STORED RECORDS:
------------------------------

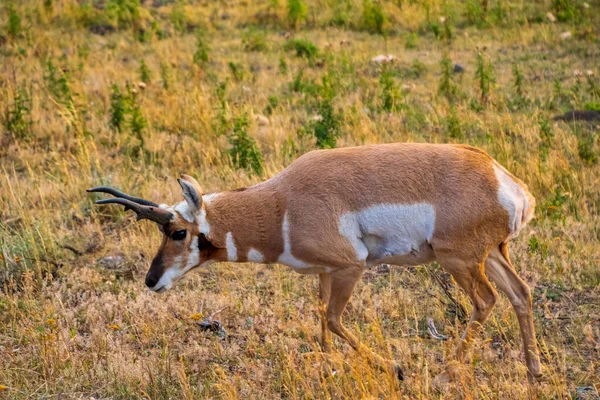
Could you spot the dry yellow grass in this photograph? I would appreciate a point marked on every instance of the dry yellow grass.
(73, 327)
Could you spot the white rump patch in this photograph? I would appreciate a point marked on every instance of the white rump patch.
(231, 249)
(255, 256)
(388, 231)
(286, 257)
(515, 200)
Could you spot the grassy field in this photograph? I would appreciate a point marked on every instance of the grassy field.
(131, 95)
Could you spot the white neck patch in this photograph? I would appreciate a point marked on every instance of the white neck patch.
(231, 249)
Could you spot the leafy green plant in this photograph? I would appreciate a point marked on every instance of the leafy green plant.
(57, 83)
(297, 12)
(475, 12)
(273, 103)
(546, 137)
(255, 40)
(324, 126)
(585, 149)
(518, 80)
(453, 125)
(411, 41)
(244, 151)
(137, 122)
(303, 47)
(282, 66)
(178, 18)
(202, 49)
(447, 87)
(118, 109)
(18, 117)
(237, 70)
(14, 22)
(125, 12)
(484, 73)
(145, 74)
(374, 17)
(566, 10)
(165, 75)
(390, 92)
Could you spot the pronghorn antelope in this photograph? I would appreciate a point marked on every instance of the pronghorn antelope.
(337, 212)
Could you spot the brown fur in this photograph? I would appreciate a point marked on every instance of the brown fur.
(469, 240)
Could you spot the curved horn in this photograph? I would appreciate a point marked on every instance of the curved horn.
(153, 213)
(116, 193)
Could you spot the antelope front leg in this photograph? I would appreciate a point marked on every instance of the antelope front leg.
(342, 285)
(324, 295)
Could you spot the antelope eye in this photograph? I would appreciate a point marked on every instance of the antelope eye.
(178, 235)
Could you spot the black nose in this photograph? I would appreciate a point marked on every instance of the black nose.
(151, 280)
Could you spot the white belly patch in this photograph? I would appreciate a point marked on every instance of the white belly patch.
(389, 231)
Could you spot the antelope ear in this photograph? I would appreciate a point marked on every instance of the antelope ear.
(191, 192)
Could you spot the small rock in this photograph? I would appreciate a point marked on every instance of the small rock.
(383, 58)
(262, 120)
(459, 69)
(111, 262)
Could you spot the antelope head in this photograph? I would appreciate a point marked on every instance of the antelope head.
(185, 245)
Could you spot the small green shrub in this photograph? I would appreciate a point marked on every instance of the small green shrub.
(244, 151)
(273, 103)
(14, 22)
(484, 73)
(18, 117)
(453, 125)
(297, 12)
(145, 74)
(546, 137)
(390, 92)
(237, 70)
(178, 18)
(125, 12)
(326, 123)
(475, 13)
(118, 109)
(303, 47)
(374, 18)
(165, 75)
(447, 87)
(566, 10)
(585, 149)
(518, 80)
(57, 83)
(411, 41)
(255, 40)
(202, 49)
(282, 66)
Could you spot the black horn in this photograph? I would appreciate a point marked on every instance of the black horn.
(143, 208)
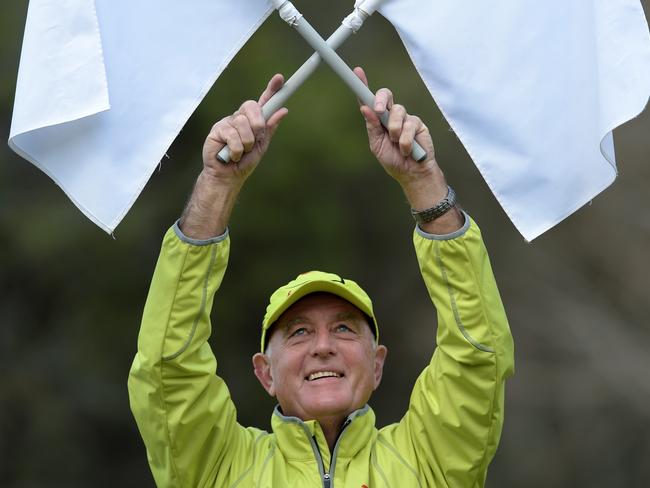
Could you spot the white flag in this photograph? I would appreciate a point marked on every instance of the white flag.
(533, 90)
(104, 87)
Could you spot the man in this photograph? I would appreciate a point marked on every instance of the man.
(320, 352)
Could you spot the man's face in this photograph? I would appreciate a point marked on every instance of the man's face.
(322, 360)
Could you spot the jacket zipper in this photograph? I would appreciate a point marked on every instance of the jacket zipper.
(329, 476)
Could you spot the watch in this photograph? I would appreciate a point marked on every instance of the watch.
(440, 208)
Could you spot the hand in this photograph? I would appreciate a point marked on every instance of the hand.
(423, 183)
(247, 135)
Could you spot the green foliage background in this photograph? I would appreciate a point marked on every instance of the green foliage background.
(578, 298)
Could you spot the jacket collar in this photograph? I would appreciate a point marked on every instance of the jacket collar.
(294, 436)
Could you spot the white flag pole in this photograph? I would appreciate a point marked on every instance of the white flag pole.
(350, 25)
(294, 18)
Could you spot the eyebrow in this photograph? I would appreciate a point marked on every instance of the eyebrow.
(296, 320)
(350, 315)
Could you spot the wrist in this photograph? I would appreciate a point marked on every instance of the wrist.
(208, 210)
(426, 188)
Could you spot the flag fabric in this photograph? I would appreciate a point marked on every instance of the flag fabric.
(533, 90)
(105, 86)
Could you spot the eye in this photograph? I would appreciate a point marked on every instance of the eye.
(298, 332)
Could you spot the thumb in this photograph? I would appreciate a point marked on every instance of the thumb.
(373, 124)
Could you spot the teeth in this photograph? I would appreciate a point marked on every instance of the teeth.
(323, 374)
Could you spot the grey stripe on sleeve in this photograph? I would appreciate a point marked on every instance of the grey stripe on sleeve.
(446, 237)
(198, 242)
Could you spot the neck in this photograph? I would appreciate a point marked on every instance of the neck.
(331, 428)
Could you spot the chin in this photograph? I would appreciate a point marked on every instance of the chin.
(329, 408)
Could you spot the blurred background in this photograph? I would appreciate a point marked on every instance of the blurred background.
(578, 297)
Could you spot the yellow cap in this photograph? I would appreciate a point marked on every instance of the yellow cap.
(312, 282)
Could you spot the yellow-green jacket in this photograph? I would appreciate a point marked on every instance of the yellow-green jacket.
(446, 438)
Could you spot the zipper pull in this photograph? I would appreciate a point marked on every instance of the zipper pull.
(326, 480)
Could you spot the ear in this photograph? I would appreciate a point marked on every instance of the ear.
(380, 358)
(262, 368)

------------------------------

GIVEN PROBLEM:
Copy all of the records above word for word, leaving out the pictures.

ANSWER TO THIS PROBLEM:
Could you spot the dry yellow grass in this photograph? I would appreciate a point marked on every instance of the dry yellow grass.
(73, 327)
Could you spot the white rump patch in this photograph? I would appreciate a point marked on every instance of the white rump patch.
(231, 249)
(255, 256)
(388, 231)
(286, 257)
(515, 200)
Could you spot the grassy field in this photograph? I would appreciate a point marked on every instance of the grassy field.
(131, 95)
Could you spot the white neck patch in this photograph? I would appreciate a point marked on every instance of the white neck patch.
(231, 249)
Could you spot the leafy green plant in this photograph? I would appreciate a point marked on every instance of the leafy green plant.
(57, 83)
(297, 12)
(475, 12)
(273, 103)
(546, 137)
(255, 40)
(324, 126)
(585, 149)
(518, 80)
(453, 125)
(411, 41)
(244, 151)
(137, 122)
(303, 47)
(282, 66)
(178, 18)
(202, 49)
(447, 87)
(118, 109)
(18, 117)
(237, 70)
(14, 22)
(125, 12)
(484, 73)
(145, 74)
(374, 17)
(566, 10)
(165, 75)
(390, 92)
Could you spot the pronghorn antelope in this photograph? I would appreciate a point marked on every instance of the pronghorn antelope.
(337, 212)
Could you spot the brown fur in this photograph? I would appreciate a point marked on every instance of the brown fur.
(469, 240)
Could you spot the curved horn in this photograph? I would appreciate a point marked on every instance of the curved horn.
(153, 213)
(116, 193)
Could you spot the antelope front leg in this photograph? I would appreciate a point marked on every instance of the antelope front leg.
(342, 285)
(324, 295)
Could you spot the antelope eye in this photograph? I would appreciate a point marked on every instance of the antelope eye.
(178, 235)
Could you spot the black nose in this photograph? I would appreciate a point marked on every instance of the black nose.
(151, 280)
Could you spot the white belly patch in this photograph? I would appreciate a point marked on every instance of the white belly patch.
(389, 231)
Could you spot the antelope ear in this photograph? I would appreciate a point marked on every instance of the antelope ear.
(191, 192)
Could you spot the small rock in this photograph? I would appreciate a point marked on every instance of the small rock.
(383, 58)
(262, 120)
(459, 69)
(111, 262)
Could you spot the antelope head in this photograph? I would appreciate a point marked on every instance of the antelope head.
(185, 245)
Could you spot the small green shrub in this photograph? I would appreciate a point marked on every instance of the small green shrub.
(244, 151)
(273, 103)
(14, 22)
(484, 73)
(18, 117)
(453, 125)
(297, 12)
(145, 74)
(546, 137)
(390, 92)
(237, 70)
(178, 18)
(125, 12)
(326, 123)
(475, 13)
(118, 109)
(303, 47)
(374, 18)
(165, 75)
(447, 87)
(566, 10)
(585, 149)
(518, 80)
(57, 83)
(411, 41)
(255, 40)
(202, 49)
(282, 66)
Could you spot the black horn in this photograph? I would appreciate a point marked on every instance of the black horn.
(143, 208)
Could you spot the white flag in this photograph? I would appreciate a point marked on every instance of the white flag.
(533, 90)
(104, 87)
Could you spot the man in this photograph? I would appreciate a point marked on every instance of the man.
(320, 352)
Could you spot the man's face in this photograph? I would appreciate a point marked on every instance of the man's face.
(322, 360)
Could you spot the jacket zipper in this photograph? I would appreciate a point marked on every instance of the jacket zipper.
(329, 476)
Could you spot the watch in this photograph? I would appreciate a point marked on every instance of the watch.
(440, 208)
Could you spot the hand in this photograph? I would appreciate a point marked on every instance of the hand.
(423, 183)
(247, 135)
Could you spot the green foliage background in this photograph? I would appreciate a point marked on every instance of the green foliage background.
(578, 298)
Could you spot the jacket collar in this photograph? I would appreciate a point marked on every instance of the jacket collar.
(294, 436)
Could you spot the white flag pole in this photograph? I would appreciate a point marked on every instance of the white flag pole.
(350, 25)
(294, 18)
Could you spot the eyebrow in this photograph? I would appreciate a point marked on every instance of the eyebrow.
(296, 320)
(350, 315)
Could you spot the wrist in this photograph? I would appreciate a point marked on every instance of the wrist.
(208, 210)
(426, 188)
Could you spot the flag fabric in this photograph? I would appreciate a point marked on every instance of the flag fabric.
(533, 90)
(105, 86)
Could you spot the eye in this photograph? I would appreciate a point marked on every instance of the eye.
(298, 332)
Could you spot the thumb in this photograph? I would appreciate a point marked on every instance of the thumb.
(373, 124)
Could you spot the teeth in this photograph? I would appreciate a point marked on every instance of the teeth.
(323, 374)
Could you spot the grey stripe on sleeve in this photograph? I would appreciate a point marked on every instance of the grey stripe on sleeve.
(446, 237)
(198, 242)
Could you spot the neck in this photograph? I would appreciate a point marked on every instance of the neck.
(331, 428)
Could you spot the chin in this photograph? I would appreciate a point marked on every instance of the chin.
(329, 408)
Could you spot the blurred background in this photograph? I would appreciate a point marked on every instance of the blurred background.
(578, 297)
Could you spot the yellow cap in this photograph? I would appreciate a point marked on every instance of the yellow cap.
(312, 282)
Could you spot the yellow-green jacket in this photograph? I would appreciate a point marked on every instance of the yellow-green jacket.
(446, 438)
Could you spot the zipper pull in this photograph? I would appreciate a point marked on every instance of the zipper pull.
(326, 480)
Could you spot the ear in this photograph? I would appreciate a point marked on every instance of the ear.
(380, 358)
(262, 368)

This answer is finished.